A word-for-word retyping of the listing is the goal.

:: RECORDS TO PROCESS ::

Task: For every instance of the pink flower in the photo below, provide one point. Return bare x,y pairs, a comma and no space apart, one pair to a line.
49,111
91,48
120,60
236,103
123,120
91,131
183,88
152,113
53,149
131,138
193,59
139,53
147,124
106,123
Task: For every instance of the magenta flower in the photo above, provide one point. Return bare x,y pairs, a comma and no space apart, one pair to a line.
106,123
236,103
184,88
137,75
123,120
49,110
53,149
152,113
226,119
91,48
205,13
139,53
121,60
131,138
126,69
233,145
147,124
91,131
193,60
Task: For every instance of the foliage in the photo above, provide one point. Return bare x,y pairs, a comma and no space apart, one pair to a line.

:::

> [EXERCISE ANSWER]:
Task: For every instance of the pink flower in the photo below, provide one point. Return bare x,y pairs, a comma and no space apart, one pair to a line.
49,111
91,48
120,60
236,103
123,120
91,131
183,88
152,113
53,149
131,138
193,59
139,53
147,124
106,123
Task: For every instance of the magenta flower in the photo above, provide one point. Return bare x,y pairs, a comma and no space apart, one pair to a line.
106,123
236,103
184,88
137,75
123,120
49,110
53,149
152,113
226,119
91,48
205,13
139,53
121,60
131,138
126,69
233,145
147,124
91,131
193,60
Task: For every instance of the foliage in the photo above, provide one point. Return bare x,y pairs, a comma and no space apart, one pair to a line.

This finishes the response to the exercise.